Records from a data collection:
────────────────────
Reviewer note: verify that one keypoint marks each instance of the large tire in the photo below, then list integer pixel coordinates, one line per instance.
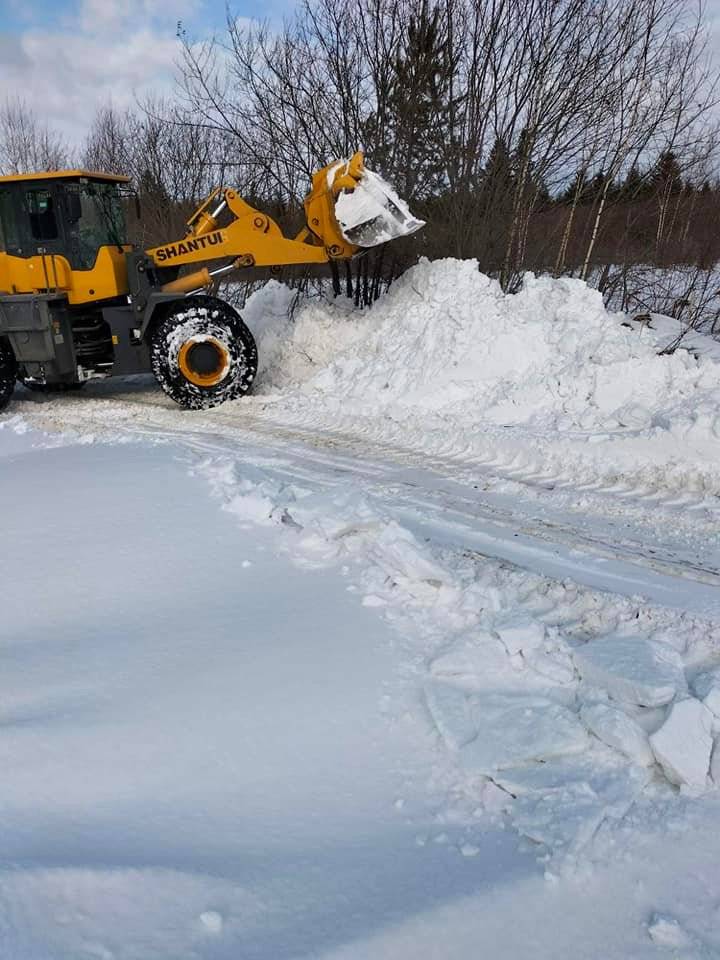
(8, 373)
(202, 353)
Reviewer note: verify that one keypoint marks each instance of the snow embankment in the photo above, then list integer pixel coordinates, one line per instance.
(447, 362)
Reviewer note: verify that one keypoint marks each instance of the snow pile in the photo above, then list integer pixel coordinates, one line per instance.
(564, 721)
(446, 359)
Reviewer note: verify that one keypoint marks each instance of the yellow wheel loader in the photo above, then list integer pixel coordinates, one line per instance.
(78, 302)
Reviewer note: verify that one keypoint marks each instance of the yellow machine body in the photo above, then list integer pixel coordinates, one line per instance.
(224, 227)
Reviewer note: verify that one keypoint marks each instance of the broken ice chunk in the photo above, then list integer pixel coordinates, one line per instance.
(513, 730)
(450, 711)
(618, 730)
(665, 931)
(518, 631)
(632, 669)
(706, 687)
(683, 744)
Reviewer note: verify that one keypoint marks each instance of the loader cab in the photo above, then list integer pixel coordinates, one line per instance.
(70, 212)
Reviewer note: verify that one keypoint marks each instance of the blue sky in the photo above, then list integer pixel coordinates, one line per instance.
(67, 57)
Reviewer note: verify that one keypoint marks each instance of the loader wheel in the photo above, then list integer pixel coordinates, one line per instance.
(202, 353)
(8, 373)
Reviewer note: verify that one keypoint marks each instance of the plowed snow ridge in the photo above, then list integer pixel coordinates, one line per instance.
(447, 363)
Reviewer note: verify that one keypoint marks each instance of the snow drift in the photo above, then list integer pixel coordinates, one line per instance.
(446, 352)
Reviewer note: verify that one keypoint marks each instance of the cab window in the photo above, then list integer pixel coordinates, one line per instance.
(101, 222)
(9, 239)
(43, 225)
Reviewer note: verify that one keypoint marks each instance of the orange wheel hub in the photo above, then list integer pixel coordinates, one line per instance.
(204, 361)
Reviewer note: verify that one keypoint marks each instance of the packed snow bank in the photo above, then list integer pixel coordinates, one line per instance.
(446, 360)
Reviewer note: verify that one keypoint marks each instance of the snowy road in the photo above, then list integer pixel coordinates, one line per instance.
────────────────────
**YOUR TASK:**
With the pictures omitted, reproduce the data above exactly.

**SOLUTION TO THIS EXERCISE:**
Reviewer note: verify that one keypoint marks each instance of the large tire in the photo below, then list integer pixel coordinates, one line per instance.
(8, 373)
(202, 353)
Reviewer note: verify that one keypoint marks each instance of the snow embankment in the photo above, then list integer pixel coordinates, one line per instance.
(447, 362)
Reviewer note: verify that one keypoint marks each instance of the snow pile in the photo above, then list integer pixel coordinates, one line per instance.
(564, 721)
(446, 359)
Reviewer note: verify that one keypoint marks each instance of the yellow wheel loader in the photo above, then list integer pixel coordinates, one line per instance.
(78, 302)
Reviewer note: verify that one keypoint marks each instance of the yellow machine body in the photo above, then list integer pixel coordinates, one line per instance.
(224, 227)
Reviewer note: verify that one keypoint marks each instance of the broken ice chunk in the photo above, then list integer pixel coordinates, one line per instance.
(513, 730)
(450, 711)
(618, 730)
(665, 931)
(518, 631)
(632, 669)
(706, 687)
(683, 744)
Reviewer note: verify that one keypoint marks each instance of the loader cab in the photo above, then list integer pixel coordinates, one line per instance.
(70, 212)
Reviewer note: verify that one keypoint marks each instance of the blue sky in the photo above, then list integer pixel coordinates, one line per instance.
(67, 57)
Reviewer note: verify that one keypoint marks each instance of the loader wheel in the photo above, then list integer pixel coordinates, one line per instance.
(202, 353)
(8, 373)
Reviewer note: verify that one keypoint marks each instance of the plowed snow ridge in the photo above, then list integer pixel coordinates, one line per instance.
(447, 363)
Reviewer note: verify that one keypoint marks each instance of the snow drift in the photo above, then list integer pixel coordinates, one line per instance.
(446, 352)
Reviewer note: verify that one keypoint marks each instance of the cab window in the photo above, then list integer pixel coordinates, one line per instance.
(101, 222)
(9, 239)
(43, 225)
Reviewer note: verify that one keypoint marks each instance of the orange wheel hub in the photo above, then list integer pixel coordinates, one line per instance.
(204, 361)
Reviewer note: verify that one keypoint marks each instance of the packed snow bank in the photo above, then list integer pixel coordinates, one line per instance.
(446, 360)
Reviewer note: verify that one keypoint marks each instance of the snowy road in the photo above, then list integer pixel coordinates, one line per instance.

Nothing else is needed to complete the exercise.